SELECTED EXCERPT:
[Biojava-l] adding counts to Dists

Thomas Down td2@sanger.ac.uk
Thu, 13 Dec 2001 11:14:54 +0000


On Thu, Dec 13, 2001 at 10:33:52PM +1300, Mark Schreiber wrote:
> Hi -
> 
> When adding a large number of counts to a Distribution via a trainer i
> have found it is much quicker to store the counts in and array (indexed by
> the AlphabetIndex for that alphabet). Increment the counts as each symbol
> comes in and then add the counts to the trainer at the end. (followed by
> the .train() method).
> 
> I'm curious as to why this is. I assume its cause the trainer checks the
> validity of each symbol, although technically so does the AlphabetIndex by
> looking up the index for the symbol.

SUPPLIED RECORDS:
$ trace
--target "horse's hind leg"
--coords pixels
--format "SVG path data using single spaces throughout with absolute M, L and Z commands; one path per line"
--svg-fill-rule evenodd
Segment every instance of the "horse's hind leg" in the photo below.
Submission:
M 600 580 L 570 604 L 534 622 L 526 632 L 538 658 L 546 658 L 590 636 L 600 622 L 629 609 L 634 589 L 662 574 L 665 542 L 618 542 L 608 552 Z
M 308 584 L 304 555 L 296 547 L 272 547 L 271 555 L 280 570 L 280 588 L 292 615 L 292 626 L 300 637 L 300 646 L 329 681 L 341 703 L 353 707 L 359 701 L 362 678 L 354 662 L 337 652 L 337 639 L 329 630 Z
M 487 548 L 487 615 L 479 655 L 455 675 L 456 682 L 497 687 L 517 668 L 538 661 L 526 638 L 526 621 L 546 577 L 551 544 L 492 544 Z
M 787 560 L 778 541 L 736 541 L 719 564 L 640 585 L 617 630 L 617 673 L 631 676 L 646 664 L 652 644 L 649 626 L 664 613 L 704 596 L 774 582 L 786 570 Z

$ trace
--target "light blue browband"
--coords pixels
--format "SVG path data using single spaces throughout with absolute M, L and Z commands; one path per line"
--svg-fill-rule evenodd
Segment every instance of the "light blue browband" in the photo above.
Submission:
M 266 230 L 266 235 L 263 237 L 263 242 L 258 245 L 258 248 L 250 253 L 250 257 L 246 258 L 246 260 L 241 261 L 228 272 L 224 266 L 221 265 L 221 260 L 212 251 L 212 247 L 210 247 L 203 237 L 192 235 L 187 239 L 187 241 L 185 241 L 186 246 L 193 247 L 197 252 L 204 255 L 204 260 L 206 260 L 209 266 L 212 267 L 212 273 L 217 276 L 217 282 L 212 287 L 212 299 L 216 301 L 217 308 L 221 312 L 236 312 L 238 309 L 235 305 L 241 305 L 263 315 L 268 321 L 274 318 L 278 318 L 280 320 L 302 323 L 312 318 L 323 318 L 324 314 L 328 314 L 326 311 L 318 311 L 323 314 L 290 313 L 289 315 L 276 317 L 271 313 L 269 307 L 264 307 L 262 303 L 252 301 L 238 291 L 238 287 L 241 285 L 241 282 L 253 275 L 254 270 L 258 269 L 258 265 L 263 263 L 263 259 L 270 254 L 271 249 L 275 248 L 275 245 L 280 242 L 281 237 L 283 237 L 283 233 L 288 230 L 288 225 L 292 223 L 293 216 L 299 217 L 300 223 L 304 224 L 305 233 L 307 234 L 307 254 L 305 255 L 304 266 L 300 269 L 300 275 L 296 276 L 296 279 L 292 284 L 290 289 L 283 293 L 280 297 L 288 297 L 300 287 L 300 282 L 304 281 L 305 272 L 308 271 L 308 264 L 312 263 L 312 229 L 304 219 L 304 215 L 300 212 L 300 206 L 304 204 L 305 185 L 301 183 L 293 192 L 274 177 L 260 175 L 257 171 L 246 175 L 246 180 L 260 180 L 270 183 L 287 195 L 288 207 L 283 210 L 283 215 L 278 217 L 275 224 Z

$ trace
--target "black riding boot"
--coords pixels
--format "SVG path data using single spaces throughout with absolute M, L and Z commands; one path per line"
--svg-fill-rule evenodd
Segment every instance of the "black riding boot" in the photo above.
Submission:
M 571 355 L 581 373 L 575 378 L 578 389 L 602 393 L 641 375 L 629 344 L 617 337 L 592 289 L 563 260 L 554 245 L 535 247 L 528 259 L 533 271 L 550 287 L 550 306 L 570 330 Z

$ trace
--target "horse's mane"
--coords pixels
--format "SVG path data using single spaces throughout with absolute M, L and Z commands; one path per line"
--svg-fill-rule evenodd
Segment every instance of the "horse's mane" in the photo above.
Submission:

GOALS:
**a.** In the mailing-list post on adding counts to Dists, what does the quoted writer guess makes the array approach faster, and what doubt does he raise about that guess?
**b.** Can you carry on the mailing-list post on adding counts to Dists after its last line?

ANSWER SET:
**a.** He guesses the trainer is slower because it checks the validity of each symbol. He doubts this because the AlphabetIndex also checks validity when it looks up the index for each symbol.

**b.**
> 
> Not that this is a major issue it might just be a way to speed up
> distribution training

Do you know what what implementation of Distribution you're
using?  SimpleDistribution uses a fairly sensible DistributionTrainer
object (which uses an Indexed and an array -- pretty much the
same as you are).  However, I notice that there's also something
called SimpleDistributionTrainer.  This is storing counts in
a Map<Symbol, Double>, and I suspect is likely to be /much/
less efficient -- especially as there's object churn every time
a new count is added.

If the distribution you're using is still using a SimpleDistributuinTrainer,
I'd guess that could cause some fairly dreadful performance.

    Thomas.